> [Your goal] Make an exact copy of the records, with the pictures left out.

BEGIN Task input

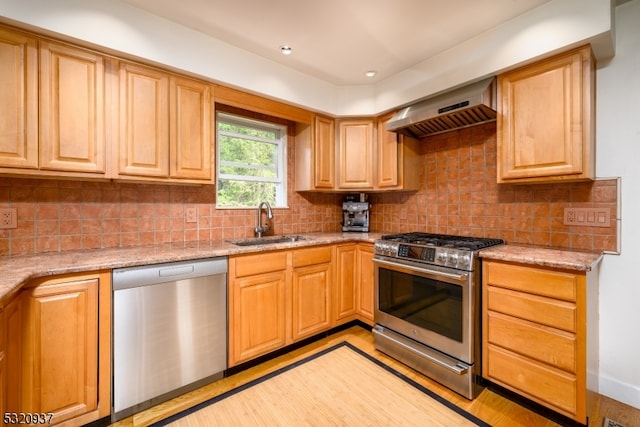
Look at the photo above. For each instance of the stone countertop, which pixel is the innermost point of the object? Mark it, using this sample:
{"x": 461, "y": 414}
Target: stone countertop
{"x": 17, "y": 270}
{"x": 568, "y": 259}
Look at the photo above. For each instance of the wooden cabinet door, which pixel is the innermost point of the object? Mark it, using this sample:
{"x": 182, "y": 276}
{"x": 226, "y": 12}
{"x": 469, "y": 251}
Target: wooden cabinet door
{"x": 258, "y": 316}
{"x": 355, "y": 158}
{"x": 18, "y": 100}
{"x": 144, "y": 122}
{"x": 545, "y": 120}
{"x": 72, "y": 119}
{"x": 365, "y": 282}
{"x": 191, "y": 126}
{"x": 60, "y": 351}
{"x": 387, "y": 158}
{"x": 13, "y": 354}
{"x": 324, "y": 153}
{"x": 311, "y": 303}
{"x": 345, "y": 287}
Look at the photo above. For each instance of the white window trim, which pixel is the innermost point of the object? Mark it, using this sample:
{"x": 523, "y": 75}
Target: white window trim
{"x": 281, "y": 160}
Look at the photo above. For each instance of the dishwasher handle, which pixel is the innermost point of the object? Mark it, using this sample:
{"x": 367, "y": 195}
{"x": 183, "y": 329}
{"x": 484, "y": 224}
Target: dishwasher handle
{"x": 133, "y": 277}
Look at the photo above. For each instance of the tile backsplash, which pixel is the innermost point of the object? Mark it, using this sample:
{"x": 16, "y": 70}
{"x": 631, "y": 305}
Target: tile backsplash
{"x": 458, "y": 195}
{"x": 57, "y": 215}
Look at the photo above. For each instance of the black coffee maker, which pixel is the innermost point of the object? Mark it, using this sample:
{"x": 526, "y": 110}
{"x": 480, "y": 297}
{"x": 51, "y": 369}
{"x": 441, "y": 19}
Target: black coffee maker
{"x": 355, "y": 213}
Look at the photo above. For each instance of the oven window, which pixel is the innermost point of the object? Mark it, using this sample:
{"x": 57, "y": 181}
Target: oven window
{"x": 427, "y": 303}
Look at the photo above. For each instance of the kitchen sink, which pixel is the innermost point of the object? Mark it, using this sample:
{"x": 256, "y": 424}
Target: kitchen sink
{"x": 266, "y": 240}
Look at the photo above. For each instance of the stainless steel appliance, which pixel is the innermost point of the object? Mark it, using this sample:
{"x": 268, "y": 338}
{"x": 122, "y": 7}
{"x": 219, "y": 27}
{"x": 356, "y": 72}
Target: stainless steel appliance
{"x": 169, "y": 331}
{"x": 355, "y": 216}
{"x": 459, "y": 108}
{"x": 427, "y": 312}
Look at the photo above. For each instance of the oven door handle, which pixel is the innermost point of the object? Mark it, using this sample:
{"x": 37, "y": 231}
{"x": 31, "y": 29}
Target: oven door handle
{"x": 422, "y": 271}
{"x": 460, "y": 370}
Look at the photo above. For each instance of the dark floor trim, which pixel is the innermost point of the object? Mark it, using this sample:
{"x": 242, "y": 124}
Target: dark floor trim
{"x": 423, "y": 389}
{"x": 288, "y": 349}
{"x": 533, "y": 406}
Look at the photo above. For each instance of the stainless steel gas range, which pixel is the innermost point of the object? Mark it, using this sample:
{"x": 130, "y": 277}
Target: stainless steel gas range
{"x": 427, "y": 312}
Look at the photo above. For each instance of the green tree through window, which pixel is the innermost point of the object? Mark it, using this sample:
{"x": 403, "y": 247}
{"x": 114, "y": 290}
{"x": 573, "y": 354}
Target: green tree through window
{"x": 251, "y": 162}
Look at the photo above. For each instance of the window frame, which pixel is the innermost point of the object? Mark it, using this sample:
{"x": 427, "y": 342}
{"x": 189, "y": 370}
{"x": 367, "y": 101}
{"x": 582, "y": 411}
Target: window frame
{"x": 280, "y": 143}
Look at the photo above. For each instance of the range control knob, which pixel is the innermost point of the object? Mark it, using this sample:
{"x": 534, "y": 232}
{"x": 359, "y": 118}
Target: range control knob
{"x": 464, "y": 260}
{"x": 453, "y": 259}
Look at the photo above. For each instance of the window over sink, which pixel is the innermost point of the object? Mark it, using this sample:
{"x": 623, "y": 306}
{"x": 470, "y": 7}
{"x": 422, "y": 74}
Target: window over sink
{"x": 251, "y": 162}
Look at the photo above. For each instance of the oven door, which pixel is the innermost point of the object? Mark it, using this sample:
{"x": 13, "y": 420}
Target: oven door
{"x": 429, "y": 304}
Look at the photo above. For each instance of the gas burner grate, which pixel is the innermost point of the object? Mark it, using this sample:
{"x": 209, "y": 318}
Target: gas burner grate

END Task input

> [Task response]
Look at the photo above. For each instance of the stone countertop, which pixel is the innermost point of the object? Mark it, using this sample:
{"x": 461, "y": 414}
Target: stone countertop
{"x": 17, "y": 270}
{"x": 568, "y": 259}
Look at the photo above. For each instance of the wooden cabinet door, which pixel is the innermost point of the object? Mark it, using this sample:
{"x": 182, "y": 276}
{"x": 226, "y": 12}
{"x": 469, "y": 251}
Target: wooden cabinet door
{"x": 258, "y": 316}
{"x": 355, "y": 158}
{"x": 18, "y": 100}
{"x": 144, "y": 122}
{"x": 545, "y": 120}
{"x": 72, "y": 119}
{"x": 365, "y": 282}
{"x": 191, "y": 126}
{"x": 60, "y": 351}
{"x": 387, "y": 158}
{"x": 13, "y": 354}
{"x": 324, "y": 153}
{"x": 311, "y": 303}
{"x": 345, "y": 287}
Look at the photo above. For each instance of the white window trim, which pixel is the innermost point of the object? Mark it, using this sample:
{"x": 523, "y": 75}
Target: white window trim
{"x": 281, "y": 160}
Look at the photo above. For each instance of the dishwasher handle, which pixel is the innermost point of the object? Mark it, using this sample:
{"x": 367, "y": 195}
{"x": 183, "y": 329}
{"x": 484, "y": 224}
Target: dishwasher handle
{"x": 133, "y": 277}
Look at the photo above. For each instance of the tile backsplash, which pixel is the innermost point of the object? Mark it, using this sample:
{"x": 16, "y": 70}
{"x": 631, "y": 305}
Target: tile backsplash
{"x": 458, "y": 195}
{"x": 57, "y": 215}
Look at the photo above. For each instance of the black coffee maker, which pixel is the innermost point of the object? Mark it, using this sample:
{"x": 526, "y": 110}
{"x": 480, "y": 297}
{"x": 51, "y": 369}
{"x": 441, "y": 19}
Target: black coffee maker
{"x": 355, "y": 213}
Look at the photo above. For each instance of the oven window, which pixel is the innermost point of the object? Mark it, using this sample:
{"x": 57, "y": 181}
Target: oven window
{"x": 427, "y": 303}
Look at the photo above. For each instance of the kitchen sink, which pixel is the innermost point of the object? Mark it, using this sample:
{"x": 256, "y": 424}
Target: kitchen sink
{"x": 266, "y": 240}
Look at the photo above. For each instance of the stainless steel appliance, which pixel is the innermost point of the object? Mark it, using this sample:
{"x": 268, "y": 338}
{"x": 122, "y": 7}
{"x": 219, "y": 27}
{"x": 356, "y": 72}
Target: stainless steel appliance
{"x": 169, "y": 331}
{"x": 355, "y": 216}
{"x": 459, "y": 108}
{"x": 427, "y": 312}
Look at the photo above. For each instance of the oven door handle, which pixel is the innermost point of the object? Mark it, using this sample:
{"x": 37, "y": 231}
{"x": 31, "y": 29}
Target: oven door handle
{"x": 422, "y": 271}
{"x": 460, "y": 370}
Look at the photo above. For each instance of the dark floor trim, which pixel is the innermost point of the object? Mark it, using this sample:
{"x": 242, "y": 124}
Target: dark floor trim
{"x": 423, "y": 389}
{"x": 288, "y": 349}
{"x": 533, "y": 406}
Look at the photo above. For each instance of the stainless steel gas range, which pixel is the innermost point of the object? Mark it, using this sample:
{"x": 130, "y": 277}
Target: stainless steel gas range
{"x": 427, "y": 312}
Look at the photo above. For each instance of the green tree through window, which pixel is the innermost point of the object? Mark it, using this sample:
{"x": 403, "y": 247}
{"x": 114, "y": 290}
{"x": 573, "y": 354}
Target: green tree through window
{"x": 251, "y": 162}
Look at the photo above. For each instance of the window frame, which pixel is the innermost point of the object? Mark it, using this sample:
{"x": 427, "y": 342}
{"x": 189, "y": 370}
{"x": 367, "y": 101}
{"x": 582, "y": 411}
Target: window frame
{"x": 280, "y": 143}
Look at the photo above. For each instance of the range control knob, which pixel is the innermost point of the object? Mark it, using this sample:
{"x": 534, "y": 232}
{"x": 359, "y": 118}
Target: range control knob
{"x": 464, "y": 260}
{"x": 453, "y": 259}
Look at the photo above. For each instance of the window over sink, which pixel is the innermost point of the object? Mark it, using this sample:
{"x": 623, "y": 306}
{"x": 470, "y": 7}
{"x": 422, "y": 74}
Target: window over sink
{"x": 251, "y": 162}
Look at the photo above. For each instance of the oven door, which pixel is the innermost point of the object? Mark it, using this sample:
{"x": 13, "y": 420}
Target: oven door
{"x": 429, "y": 304}
Look at the photo above. For each instance of the gas burner grate, which pixel is the innermost point of the object? Mark it, using this sample:
{"x": 209, "y": 318}
Target: gas burner grate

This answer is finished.